— start of Exercise input —

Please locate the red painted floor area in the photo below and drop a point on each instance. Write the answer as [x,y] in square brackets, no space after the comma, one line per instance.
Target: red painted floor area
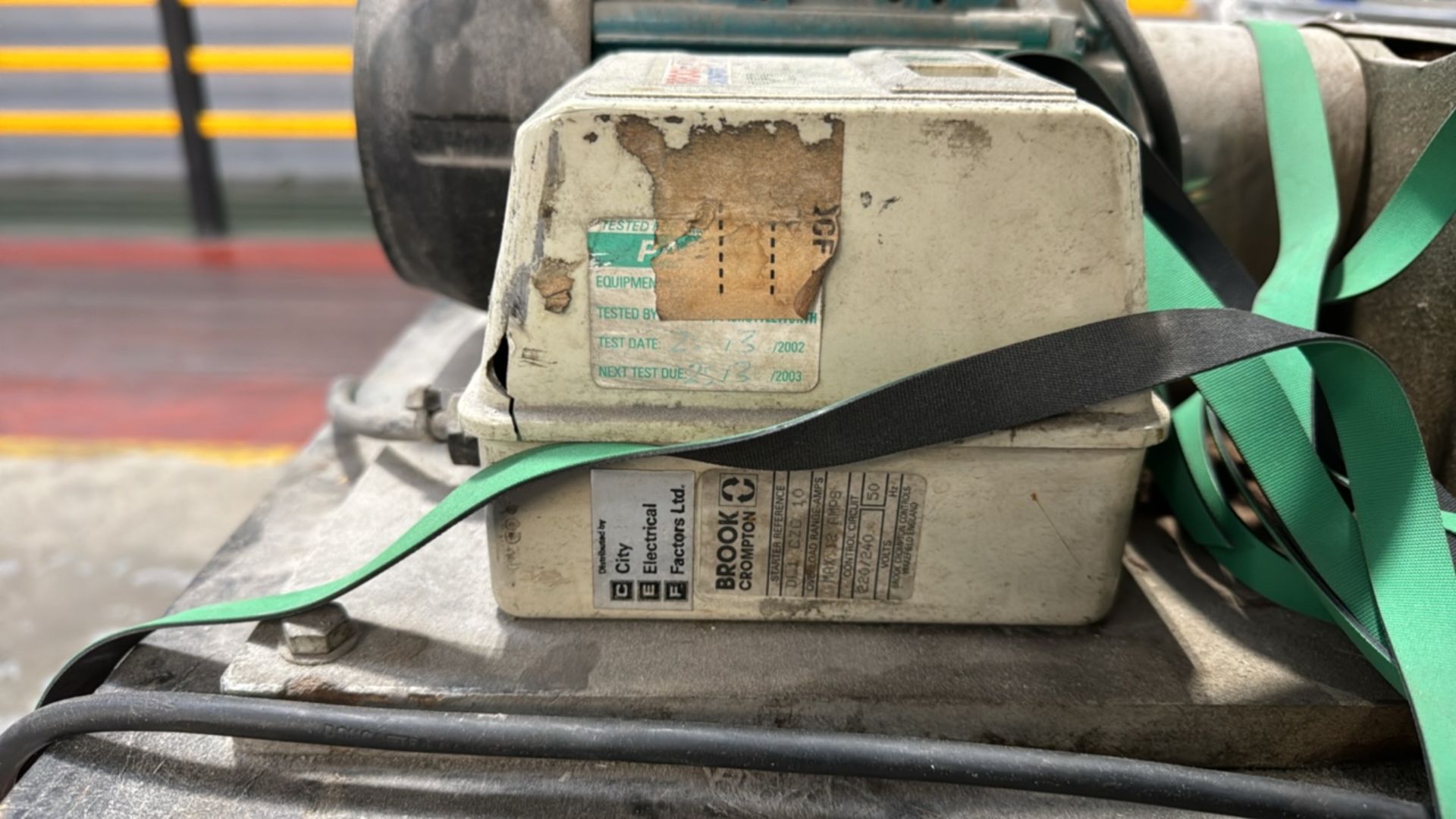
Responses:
[185,341]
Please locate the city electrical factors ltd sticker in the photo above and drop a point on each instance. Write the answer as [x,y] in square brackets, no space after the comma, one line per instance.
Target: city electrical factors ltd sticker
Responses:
[642,539]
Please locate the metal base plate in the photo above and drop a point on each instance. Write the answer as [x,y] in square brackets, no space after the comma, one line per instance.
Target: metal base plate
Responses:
[1185,670]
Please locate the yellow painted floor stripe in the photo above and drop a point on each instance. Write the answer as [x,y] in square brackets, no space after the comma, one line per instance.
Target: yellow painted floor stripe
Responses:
[204,58]
[216,124]
[83,58]
[88,123]
[1163,8]
[242,3]
[209,452]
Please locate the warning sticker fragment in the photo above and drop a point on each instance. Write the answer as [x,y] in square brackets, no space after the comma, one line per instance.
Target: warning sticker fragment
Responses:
[634,347]
[753,212]
[820,535]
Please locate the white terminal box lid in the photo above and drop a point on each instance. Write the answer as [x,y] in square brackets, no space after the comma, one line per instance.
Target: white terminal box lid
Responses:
[698,245]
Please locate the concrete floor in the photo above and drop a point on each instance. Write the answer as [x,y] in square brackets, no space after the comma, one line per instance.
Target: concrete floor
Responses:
[149,395]
[91,544]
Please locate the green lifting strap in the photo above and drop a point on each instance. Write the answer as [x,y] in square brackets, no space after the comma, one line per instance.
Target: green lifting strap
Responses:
[1392,544]
[1420,207]
[1382,573]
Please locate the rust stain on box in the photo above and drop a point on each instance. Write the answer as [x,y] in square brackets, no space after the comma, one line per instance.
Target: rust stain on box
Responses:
[554,283]
[762,209]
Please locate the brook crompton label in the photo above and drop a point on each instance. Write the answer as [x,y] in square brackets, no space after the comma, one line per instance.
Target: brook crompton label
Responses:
[824,535]
[642,539]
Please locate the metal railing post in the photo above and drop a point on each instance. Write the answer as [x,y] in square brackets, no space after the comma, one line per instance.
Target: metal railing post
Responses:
[204,188]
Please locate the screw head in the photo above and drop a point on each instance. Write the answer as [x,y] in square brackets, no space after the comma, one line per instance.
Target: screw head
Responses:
[318,634]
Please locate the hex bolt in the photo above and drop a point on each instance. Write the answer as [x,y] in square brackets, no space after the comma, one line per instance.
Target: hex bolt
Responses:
[318,635]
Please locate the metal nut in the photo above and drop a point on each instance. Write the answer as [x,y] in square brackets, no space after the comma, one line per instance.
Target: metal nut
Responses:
[318,635]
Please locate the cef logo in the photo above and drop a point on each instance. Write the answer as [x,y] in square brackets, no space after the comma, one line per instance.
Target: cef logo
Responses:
[737,490]
[695,74]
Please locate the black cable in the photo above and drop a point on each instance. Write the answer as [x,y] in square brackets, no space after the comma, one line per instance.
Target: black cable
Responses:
[1147,79]
[688,744]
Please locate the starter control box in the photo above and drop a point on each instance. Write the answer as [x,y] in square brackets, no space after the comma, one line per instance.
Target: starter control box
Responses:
[701,245]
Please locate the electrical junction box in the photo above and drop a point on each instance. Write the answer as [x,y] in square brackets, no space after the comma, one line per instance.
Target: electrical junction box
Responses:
[701,245]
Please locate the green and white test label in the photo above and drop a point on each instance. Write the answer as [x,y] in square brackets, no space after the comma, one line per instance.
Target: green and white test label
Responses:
[634,349]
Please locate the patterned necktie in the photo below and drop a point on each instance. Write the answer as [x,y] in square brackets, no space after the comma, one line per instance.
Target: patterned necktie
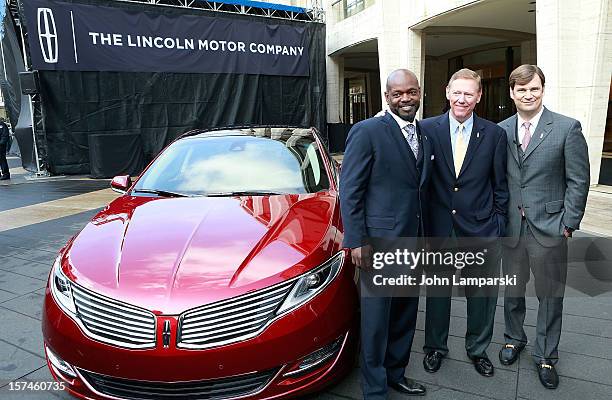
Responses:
[460,150]
[527,137]
[412,139]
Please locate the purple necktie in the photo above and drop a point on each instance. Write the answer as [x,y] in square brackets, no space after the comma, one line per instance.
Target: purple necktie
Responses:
[412,139]
[527,137]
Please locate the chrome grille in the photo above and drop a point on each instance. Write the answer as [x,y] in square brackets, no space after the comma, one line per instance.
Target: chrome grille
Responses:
[114,322]
[232,320]
[230,387]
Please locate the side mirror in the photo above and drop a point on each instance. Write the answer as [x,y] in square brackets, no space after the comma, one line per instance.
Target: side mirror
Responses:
[121,183]
[337,165]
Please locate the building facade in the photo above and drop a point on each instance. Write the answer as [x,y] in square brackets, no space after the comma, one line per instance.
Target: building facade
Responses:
[571,40]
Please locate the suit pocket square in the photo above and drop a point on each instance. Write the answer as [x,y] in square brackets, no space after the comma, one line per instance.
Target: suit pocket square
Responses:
[554,206]
[380,222]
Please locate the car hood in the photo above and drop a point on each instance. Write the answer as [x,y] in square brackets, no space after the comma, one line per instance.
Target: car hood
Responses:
[172,254]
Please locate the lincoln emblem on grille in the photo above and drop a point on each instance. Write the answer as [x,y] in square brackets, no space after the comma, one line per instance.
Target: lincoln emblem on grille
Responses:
[166,334]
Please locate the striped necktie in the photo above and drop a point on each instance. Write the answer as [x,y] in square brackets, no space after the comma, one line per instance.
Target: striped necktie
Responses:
[412,139]
[460,150]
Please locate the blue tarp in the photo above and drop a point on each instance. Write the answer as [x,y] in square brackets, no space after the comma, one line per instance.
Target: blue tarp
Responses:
[261,4]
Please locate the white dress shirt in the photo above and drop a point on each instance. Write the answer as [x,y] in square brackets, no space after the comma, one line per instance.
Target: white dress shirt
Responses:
[534,124]
[403,124]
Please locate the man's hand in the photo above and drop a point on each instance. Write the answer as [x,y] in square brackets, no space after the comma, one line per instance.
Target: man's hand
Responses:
[362,257]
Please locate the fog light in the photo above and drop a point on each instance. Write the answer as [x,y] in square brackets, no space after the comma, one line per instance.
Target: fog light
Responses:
[60,364]
[317,358]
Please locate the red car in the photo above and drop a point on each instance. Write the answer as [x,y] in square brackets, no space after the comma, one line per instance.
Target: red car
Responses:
[219,274]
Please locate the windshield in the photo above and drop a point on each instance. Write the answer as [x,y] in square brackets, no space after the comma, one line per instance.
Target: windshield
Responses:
[239,164]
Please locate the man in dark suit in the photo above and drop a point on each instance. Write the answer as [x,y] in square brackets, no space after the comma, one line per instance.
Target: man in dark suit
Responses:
[383,180]
[4,140]
[469,197]
[548,177]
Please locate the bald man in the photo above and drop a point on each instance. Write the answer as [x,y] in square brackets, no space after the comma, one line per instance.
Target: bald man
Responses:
[382,186]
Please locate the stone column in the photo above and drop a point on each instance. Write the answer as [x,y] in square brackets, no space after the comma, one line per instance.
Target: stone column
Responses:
[335,89]
[574,48]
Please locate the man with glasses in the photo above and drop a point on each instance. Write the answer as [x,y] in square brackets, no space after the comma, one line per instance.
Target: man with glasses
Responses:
[468,199]
[548,178]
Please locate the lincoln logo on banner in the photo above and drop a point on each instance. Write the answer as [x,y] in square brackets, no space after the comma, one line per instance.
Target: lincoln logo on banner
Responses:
[86,37]
[47,35]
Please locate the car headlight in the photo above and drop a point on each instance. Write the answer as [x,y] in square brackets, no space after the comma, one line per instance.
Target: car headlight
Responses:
[312,283]
[61,288]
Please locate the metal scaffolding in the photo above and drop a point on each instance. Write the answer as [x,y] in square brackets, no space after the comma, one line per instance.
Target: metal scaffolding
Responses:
[269,10]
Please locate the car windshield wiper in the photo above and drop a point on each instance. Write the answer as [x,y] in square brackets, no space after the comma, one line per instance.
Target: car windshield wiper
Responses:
[164,193]
[242,193]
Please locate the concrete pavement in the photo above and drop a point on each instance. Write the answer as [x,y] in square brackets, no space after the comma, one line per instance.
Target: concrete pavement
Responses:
[36,219]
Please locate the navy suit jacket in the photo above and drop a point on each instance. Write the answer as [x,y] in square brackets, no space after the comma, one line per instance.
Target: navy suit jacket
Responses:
[474,203]
[382,193]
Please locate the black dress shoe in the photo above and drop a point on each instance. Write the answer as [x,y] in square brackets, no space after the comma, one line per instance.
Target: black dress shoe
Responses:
[432,361]
[509,354]
[548,376]
[409,387]
[483,366]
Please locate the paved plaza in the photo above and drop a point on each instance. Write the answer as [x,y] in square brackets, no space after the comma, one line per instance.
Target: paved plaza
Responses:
[37,217]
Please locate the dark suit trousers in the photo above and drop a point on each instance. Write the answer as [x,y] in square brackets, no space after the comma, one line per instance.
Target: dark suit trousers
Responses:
[387,330]
[481,305]
[3,163]
[549,268]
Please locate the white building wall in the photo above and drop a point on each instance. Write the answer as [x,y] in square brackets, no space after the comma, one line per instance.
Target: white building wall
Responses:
[574,49]
[574,46]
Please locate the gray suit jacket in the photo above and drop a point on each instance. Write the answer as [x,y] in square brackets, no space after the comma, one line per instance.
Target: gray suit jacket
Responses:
[551,182]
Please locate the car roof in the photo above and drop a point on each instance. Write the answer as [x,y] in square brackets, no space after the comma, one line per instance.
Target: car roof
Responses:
[273,132]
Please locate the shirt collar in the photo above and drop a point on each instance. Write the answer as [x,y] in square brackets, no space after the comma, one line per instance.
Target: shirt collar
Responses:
[467,124]
[534,121]
[401,122]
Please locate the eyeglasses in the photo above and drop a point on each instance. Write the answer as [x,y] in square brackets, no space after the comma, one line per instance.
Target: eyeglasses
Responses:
[522,92]
[467,96]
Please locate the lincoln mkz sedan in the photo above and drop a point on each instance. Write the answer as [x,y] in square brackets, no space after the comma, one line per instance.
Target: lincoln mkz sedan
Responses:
[218,274]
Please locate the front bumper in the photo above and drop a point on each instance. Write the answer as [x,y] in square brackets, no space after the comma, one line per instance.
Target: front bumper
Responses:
[272,357]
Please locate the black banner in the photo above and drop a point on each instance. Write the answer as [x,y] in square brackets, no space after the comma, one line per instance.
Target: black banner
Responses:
[78,37]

— end of Exercise input —

Short task:
Please copy the part of the data that opens with the line containing "Please locate the front" and runs through the end of the data, reproducing every line unchanged.

Exercise response:
Please locate the front bumper in the photo above and drop a point on each instance. Write the answer as [x,y] in square brackets, no space after the comma, one line per instance.
Target: front bumper
Responses:
[272,357]
Please locate the black banner in the photo above and drop a point on each instance. Write the answer as [x,y] in square brackets, no space after the comma, one line per instance.
Target: black banner
Responses:
[78,37]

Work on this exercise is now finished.